Point-per-instance localization data
━━━━━━━━━━━━━━━━━━━━━━━━━━━━━━

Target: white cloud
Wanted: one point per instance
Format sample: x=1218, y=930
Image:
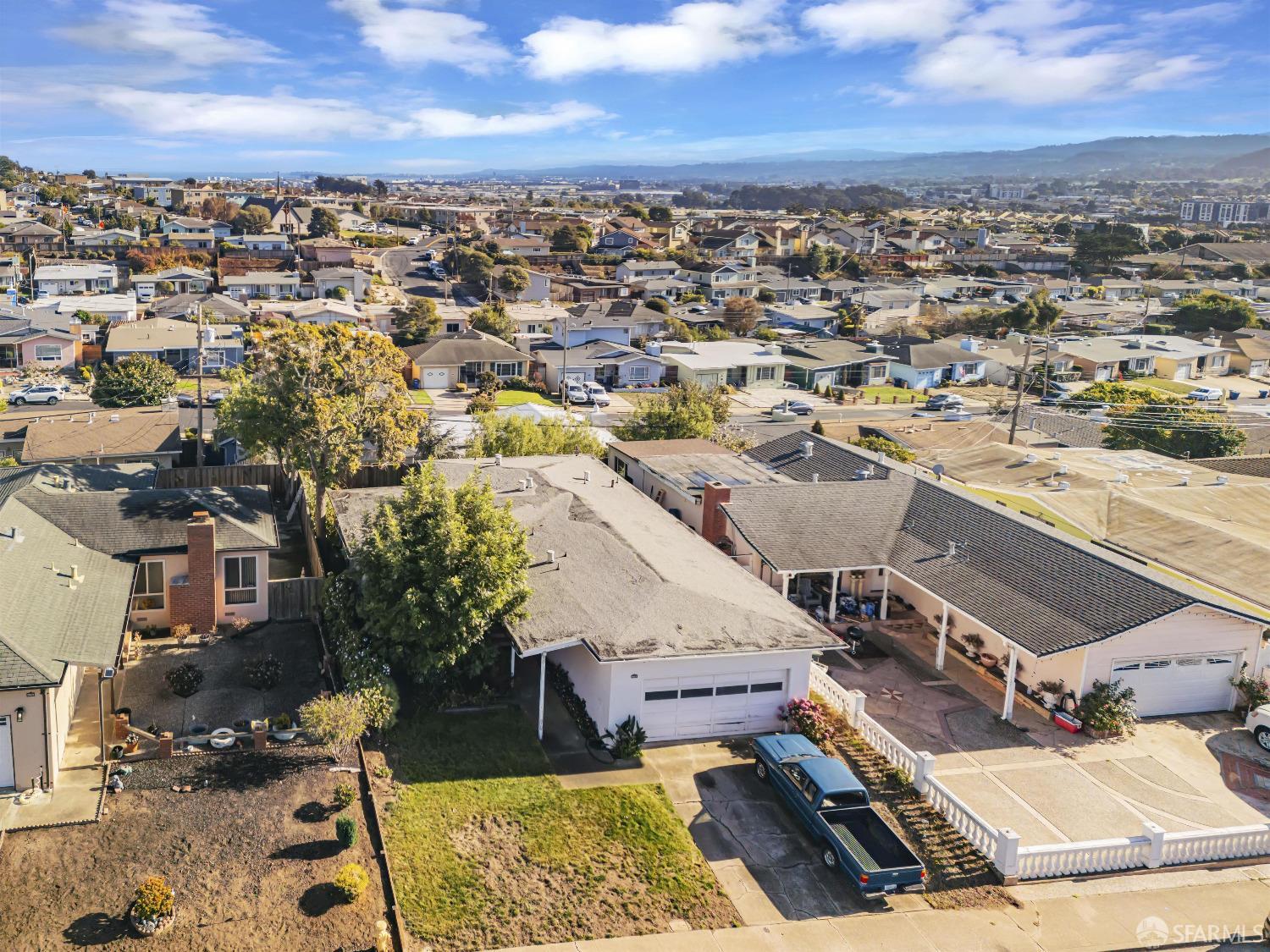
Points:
x=408, y=36
x=693, y=37
x=856, y=25
x=454, y=124
x=159, y=27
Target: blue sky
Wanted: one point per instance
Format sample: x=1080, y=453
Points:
x=442, y=86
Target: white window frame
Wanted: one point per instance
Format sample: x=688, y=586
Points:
x=145, y=578
x=236, y=594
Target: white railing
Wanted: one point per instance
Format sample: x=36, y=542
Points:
x=980, y=833
x=1087, y=857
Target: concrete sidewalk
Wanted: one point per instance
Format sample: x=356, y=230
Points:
x=1190, y=909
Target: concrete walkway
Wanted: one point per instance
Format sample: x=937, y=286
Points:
x=1165, y=911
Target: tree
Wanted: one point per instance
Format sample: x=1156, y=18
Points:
x=510, y=434
x=513, y=281
x=741, y=314
x=417, y=322
x=686, y=410
x=251, y=220
x=323, y=223
x=493, y=319
x=1217, y=311
x=881, y=444
x=137, y=380
x=436, y=570
x=318, y=398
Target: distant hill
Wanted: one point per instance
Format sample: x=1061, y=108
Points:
x=1143, y=157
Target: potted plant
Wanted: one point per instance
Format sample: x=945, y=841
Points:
x=154, y=908
x=1107, y=710
x=973, y=644
x=1051, y=692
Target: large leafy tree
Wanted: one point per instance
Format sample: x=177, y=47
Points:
x=439, y=566
x=686, y=410
x=137, y=380
x=318, y=399
x=1212, y=310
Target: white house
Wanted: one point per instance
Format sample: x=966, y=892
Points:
x=680, y=637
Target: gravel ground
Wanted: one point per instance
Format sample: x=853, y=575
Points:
x=251, y=857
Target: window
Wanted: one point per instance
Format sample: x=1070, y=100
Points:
x=240, y=581
x=147, y=593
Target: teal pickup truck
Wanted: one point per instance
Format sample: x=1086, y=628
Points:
x=833, y=806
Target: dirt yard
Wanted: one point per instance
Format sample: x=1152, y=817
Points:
x=251, y=856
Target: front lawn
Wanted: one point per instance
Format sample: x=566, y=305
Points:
x=488, y=850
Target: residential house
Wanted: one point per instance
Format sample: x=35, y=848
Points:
x=967, y=566
x=919, y=363
x=815, y=363
x=681, y=639
x=172, y=281
x=175, y=343
x=353, y=281
x=446, y=360
x=746, y=365
x=149, y=434
x=267, y=284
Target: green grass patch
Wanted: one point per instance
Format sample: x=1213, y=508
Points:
x=488, y=850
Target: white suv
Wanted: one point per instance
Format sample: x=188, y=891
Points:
x=1259, y=723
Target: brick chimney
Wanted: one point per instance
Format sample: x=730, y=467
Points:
x=714, y=495
x=195, y=601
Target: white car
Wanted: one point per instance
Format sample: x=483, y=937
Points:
x=1259, y=723
x=1206, y=393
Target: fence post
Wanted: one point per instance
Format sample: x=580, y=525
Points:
x=1006, y=857
x=1156, y=834
x=855, y=706
x=922, y=768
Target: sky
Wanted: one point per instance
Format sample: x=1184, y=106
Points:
x=444, y=86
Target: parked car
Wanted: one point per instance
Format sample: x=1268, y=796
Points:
x=40, y=393
x=1206, y=393
x=1259, y=723
x=833, y=806
x=944, y=401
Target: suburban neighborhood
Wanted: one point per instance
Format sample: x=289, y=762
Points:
x=436, y=522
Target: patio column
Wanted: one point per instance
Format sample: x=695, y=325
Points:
x=543, y=690
x=944, y=639
x=1008, y=713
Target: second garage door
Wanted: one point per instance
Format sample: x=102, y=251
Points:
x=714, y=706
x=1178, y=685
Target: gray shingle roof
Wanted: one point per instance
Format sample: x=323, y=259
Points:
x=1044, y=592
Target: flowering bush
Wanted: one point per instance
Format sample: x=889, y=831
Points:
x=807, y=718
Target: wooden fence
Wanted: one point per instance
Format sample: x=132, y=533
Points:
x=295, y=599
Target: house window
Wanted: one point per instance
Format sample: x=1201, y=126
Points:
x=240, y=581
x=147, y=593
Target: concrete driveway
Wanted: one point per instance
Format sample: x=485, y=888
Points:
x=766, y=865
x=1046, y=784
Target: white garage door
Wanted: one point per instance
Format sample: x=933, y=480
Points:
x=5, y=753
x=713, y=706
x=1178, y=685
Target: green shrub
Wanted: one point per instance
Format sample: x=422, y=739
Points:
x=185, y=680
x=345, y=830
x=352, y=881
x=345, y=795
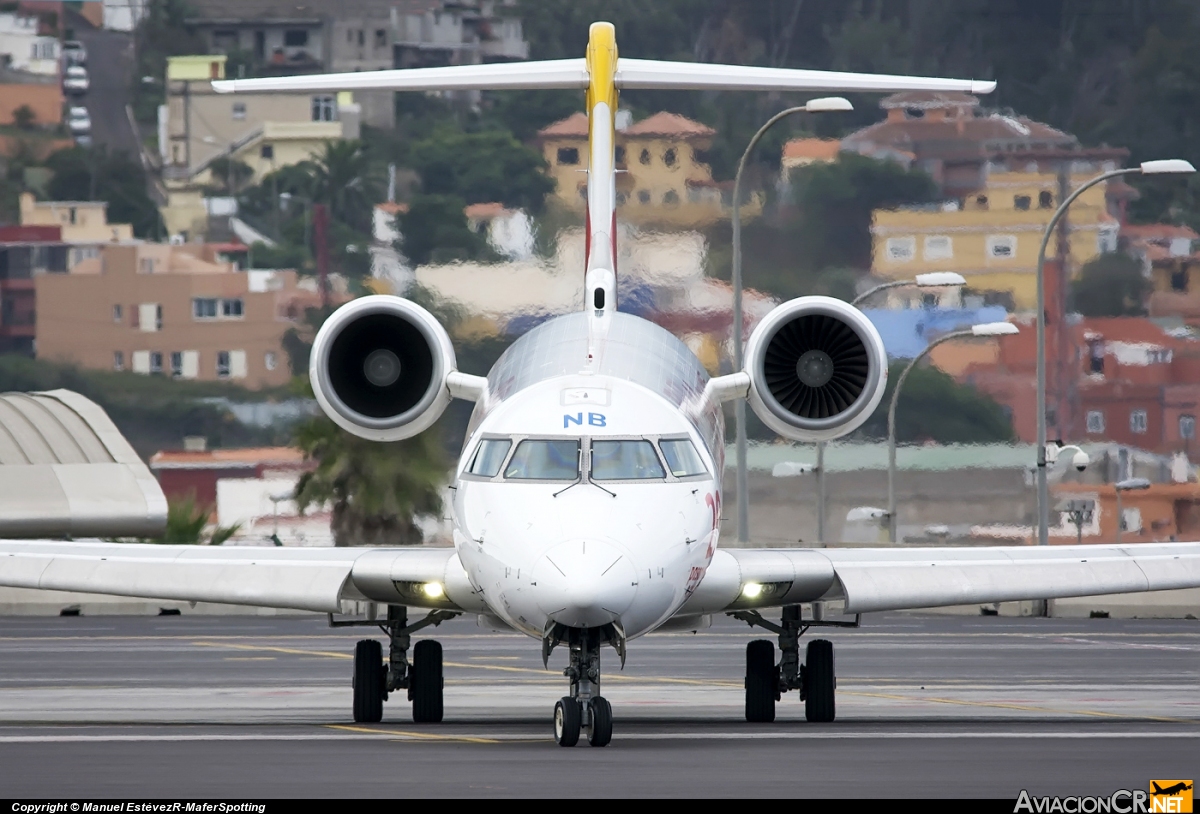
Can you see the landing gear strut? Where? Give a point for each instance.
(585, 708)
(373, 681)
(766, 681)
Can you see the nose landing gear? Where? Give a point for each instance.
(585, 708)
(766, 681)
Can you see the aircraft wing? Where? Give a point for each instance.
(573, 73)
(897, 579)
(298, 578)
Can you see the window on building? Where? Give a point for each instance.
(324, 108)
(1138, 420)
(1001, 246)
(939, 247)
(1180, 277)
(900, 250)
(204, 307)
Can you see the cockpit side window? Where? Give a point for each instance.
(490, 456)
(682, 458)
(625, 460)
(545, 460)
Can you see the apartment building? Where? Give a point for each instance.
(165, 310)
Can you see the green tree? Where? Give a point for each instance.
(481, 168)
(1111, 286)
(376, 490)
(934, 407)
(835, 202)
(435, 231)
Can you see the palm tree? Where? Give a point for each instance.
(377, 490)
(341, 179)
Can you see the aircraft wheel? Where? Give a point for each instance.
(567, 722)
(762, 681)
(600, 732)
(819, 682)
(370, 682)
(425, 682)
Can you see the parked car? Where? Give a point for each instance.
(78, 121)
(75, 79)
(73, 53)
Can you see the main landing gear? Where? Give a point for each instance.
(585, 708)
(767, 681)
(373, 680)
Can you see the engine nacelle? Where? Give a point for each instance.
(817, 369)
(379, 367)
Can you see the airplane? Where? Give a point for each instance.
(1171, 790)
(587, 500)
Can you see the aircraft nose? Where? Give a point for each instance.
(585, 584)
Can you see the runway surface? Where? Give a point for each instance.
(258, 707)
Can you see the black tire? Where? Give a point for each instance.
(600, 732)
(568, 720)
(369, 688)
(819, 682)
(425, 682)
(762, 681)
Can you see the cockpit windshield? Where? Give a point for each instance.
(625, 460)
(545, 460)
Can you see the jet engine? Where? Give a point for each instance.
(817, 369)
(379, 367)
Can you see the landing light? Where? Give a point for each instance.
(751, 590)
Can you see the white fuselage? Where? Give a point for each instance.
(628, 546)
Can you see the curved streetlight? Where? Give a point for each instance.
(985, 329)
(823, 105)
(930, 280)
(1164, 166)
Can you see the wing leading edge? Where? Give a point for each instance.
(899, 579)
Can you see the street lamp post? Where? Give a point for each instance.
(930, 280)
(1127, 485)
(739, 406)
(987, 329)
(1145, 168)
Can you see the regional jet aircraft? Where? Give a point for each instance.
(587, 500)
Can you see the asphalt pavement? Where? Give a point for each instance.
(927, 707)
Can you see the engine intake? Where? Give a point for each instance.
(817, 369)
(379, 366)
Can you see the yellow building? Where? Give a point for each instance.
(663, 178)
(264, 131)
(993, 237)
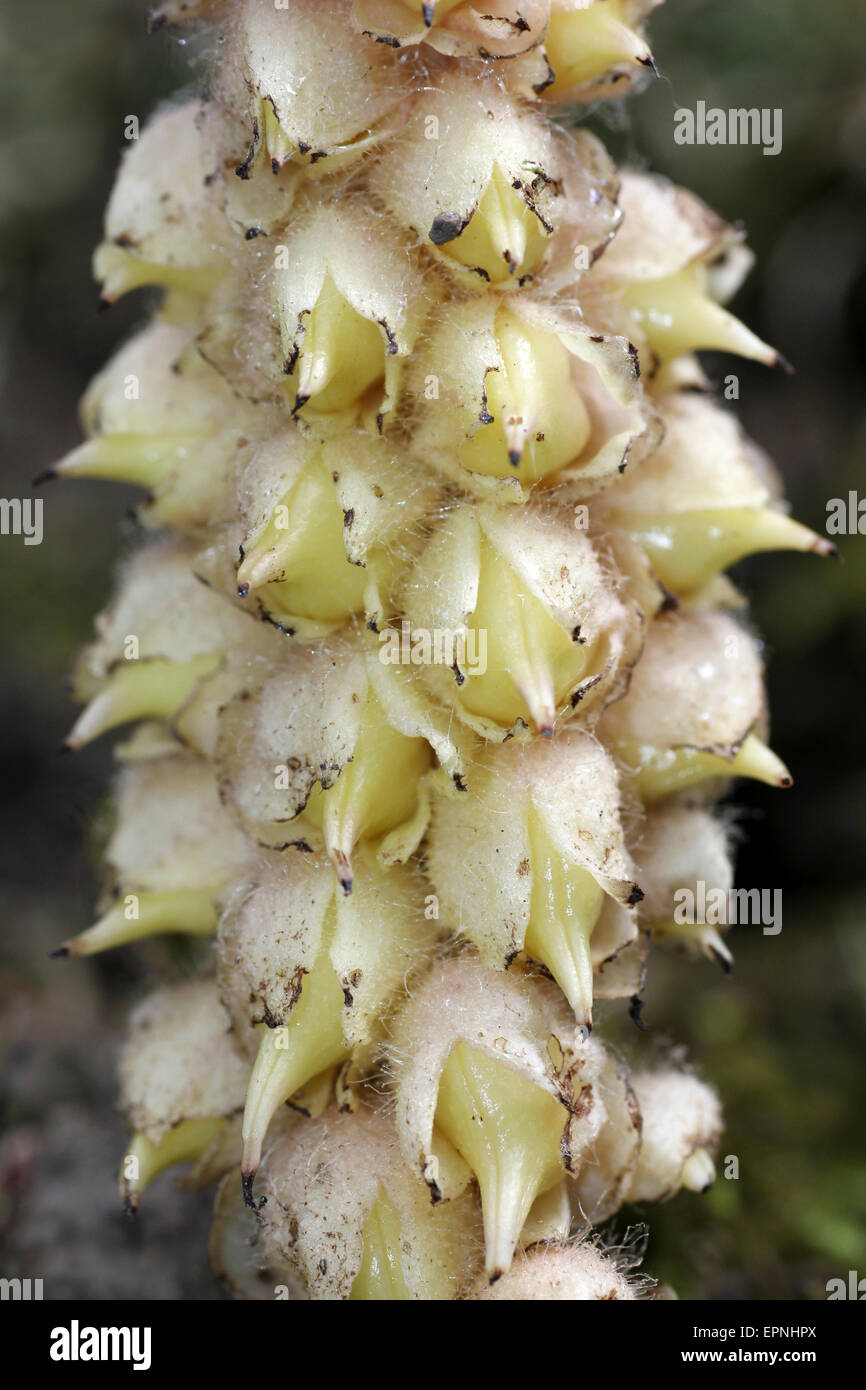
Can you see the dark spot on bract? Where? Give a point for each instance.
(446, 227)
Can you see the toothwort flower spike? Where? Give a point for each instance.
(430, 669)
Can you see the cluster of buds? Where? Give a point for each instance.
(433, 670)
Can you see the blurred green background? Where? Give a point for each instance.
(786, 1037)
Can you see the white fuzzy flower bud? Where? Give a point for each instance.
(526, 862)
(159, 416)
(681, 1122)
(695, 709)
(681, 847)
(285, 60)
(348, 1221)
(328, 527)
(496, 195)
(164, 224)
(167, 649)
(541, 628)
(342, 738)
(705, 498)
(520, 392)
(181, 1079)
(492, 1079)
(665, 275)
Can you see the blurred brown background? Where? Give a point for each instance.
(786, 1039)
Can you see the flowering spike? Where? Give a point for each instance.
(560, 1272)
(449, 509)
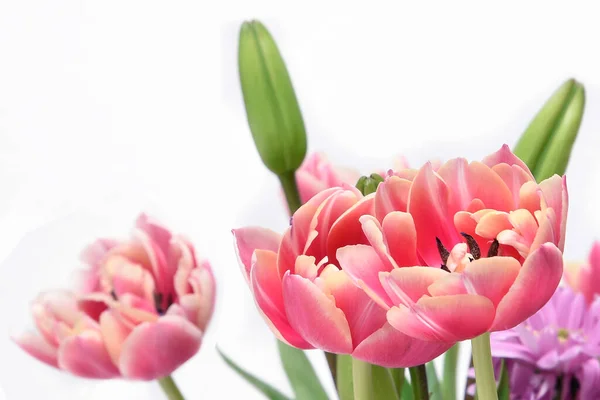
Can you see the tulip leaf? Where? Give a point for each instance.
(504, 384)
(449, 375)
(301, 374)
(272, 108)
(546, 144)
(384, 386)
(433, 382)
(345, 383)
(269, 391)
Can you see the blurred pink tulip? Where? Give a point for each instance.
(583, 277)
(141, 312)
(307, 300)
(497, 235)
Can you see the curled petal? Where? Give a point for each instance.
(249, 239)
(85, 355)
(540, 274)
(444, 318)
(315, 316)
(391, 348)
(155, 350)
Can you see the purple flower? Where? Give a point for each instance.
(553, 354)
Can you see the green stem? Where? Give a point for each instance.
(288, 183)
(170, 388)
(418, 380)
(449, 379)
(332, 364)
(484, 370)
(362, 378)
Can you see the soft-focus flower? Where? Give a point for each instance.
(554, 353)
(583, 277)
(307, 300)
(317, 173)
(483, 242)
(143, 307)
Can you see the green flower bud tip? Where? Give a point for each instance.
(546, 144)
(368, 184)
(272, 109)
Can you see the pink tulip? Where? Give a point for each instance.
(143, 308)
(317, 173)
(471, 248)
(583, 277)
(307, 300)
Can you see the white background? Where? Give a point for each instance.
(108, 108)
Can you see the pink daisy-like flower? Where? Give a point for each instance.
(554, 353)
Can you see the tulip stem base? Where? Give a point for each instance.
(362, 380)
(418, 380)
(170, 388)
(290, 188)
(484, 370)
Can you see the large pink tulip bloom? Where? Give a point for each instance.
(307, 300)
(583, 277)
(471, 248)
(142, 313)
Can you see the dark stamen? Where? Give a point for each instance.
(444, 253)
(493, 251)
(473, 246)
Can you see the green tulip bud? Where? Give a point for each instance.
(272, 109)
(546, 144)
(368, 184)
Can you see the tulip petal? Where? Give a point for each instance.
(444, 318)
(37, 347)
(347, 229)
(267, 290)
(84, 355)
(155, 350)
(407, 285)
(506, 156)
(555, 193)
(391, 348)
(534, 286)
(251, 238)
(363, 265)
(428, 205)
(315, 316)
(363, 315)
(392, 195)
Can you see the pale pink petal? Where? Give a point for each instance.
(315, 316)
(391, 348)
(444, 318)
(408, 285)
(37, 347)
(506, 156)
(268, 294)
(537, 280)
(428, 205)
(401, 238)
(85, 355)
(114, 331)
(392, 195)
(155, 350)
(251, 238)
(347, 229)
(555, 193)
(363, 265)
(363, 315)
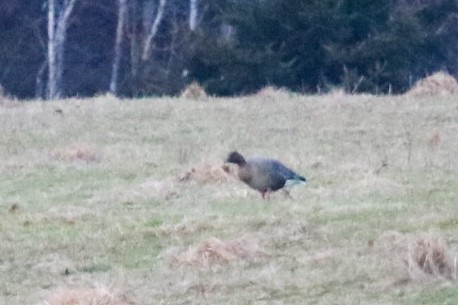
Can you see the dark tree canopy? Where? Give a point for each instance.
(238, 46)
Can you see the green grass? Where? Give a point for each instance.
(116, 215)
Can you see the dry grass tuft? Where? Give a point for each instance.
(430, 257)
(214, 251)
(87, 296)
(76, 152)
(194, 91)
(208, 172)
(438, 84)
(272, 92)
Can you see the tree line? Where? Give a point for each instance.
(59, 48)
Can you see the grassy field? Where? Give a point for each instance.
(106, 201)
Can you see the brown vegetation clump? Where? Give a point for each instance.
(438, 84)
(429, 256)
(215, 251)
(208, 172)
(272, 92)
(88, 295)
(76, 152)
(194, 91)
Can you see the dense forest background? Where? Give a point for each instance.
(231, 47)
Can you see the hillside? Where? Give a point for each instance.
(125, 201)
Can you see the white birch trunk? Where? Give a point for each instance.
(52, 75)
(153, 30)
(122, 11)
(193, 14)
(57, 28)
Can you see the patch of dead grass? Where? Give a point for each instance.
(208, 172)
(438, 84)
(76, 152)
(100, 295)
(424, 257)
(430, 257)
(194, 91)
(272, 92)
(214, 251)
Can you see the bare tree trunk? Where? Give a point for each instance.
(193, 14)
(122, 10)
(39, 88)
(57, 27)
(153, 30)
(52, 72)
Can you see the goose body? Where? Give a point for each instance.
(263, 174)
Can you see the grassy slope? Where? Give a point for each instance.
(119, 219)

━━━━━━━━━━━━━━━━━━━━━━━━━━━━━━

**Aim of the exercise:** From the data above, output only the lines between the line containing "Target: sky" and the line containing "Target: gray shingle roof", inclusive, exactly as written.

**Your response:**
Target: sky
Wanted: one point per instance
Format sample: x=1184, y=106
Points:
x=444, y=86
Target: parked car
Wanted: one point per instance
Format sample: x=1268, y=796
Points:
x=40, y=393
x=1206, y=393
x=1259, y=723
x=833, y=806
x=944, y=401
Target: suburban neighborhood
Wanted: one point per instance
Format sample: x=289, y=762
Points:
x=436, y=522
Target: patio column
Wanted: one point per instance
Format sample: x=695, y=325
Points:
x=543, y=690
x=944, y=639
x=1008, y=713
Target: second garage door
Wanted: one point per instance
Format sample: x=102, y=251
Points:
x=714, y=706
x=1178, y=685
Target: gray shingle roof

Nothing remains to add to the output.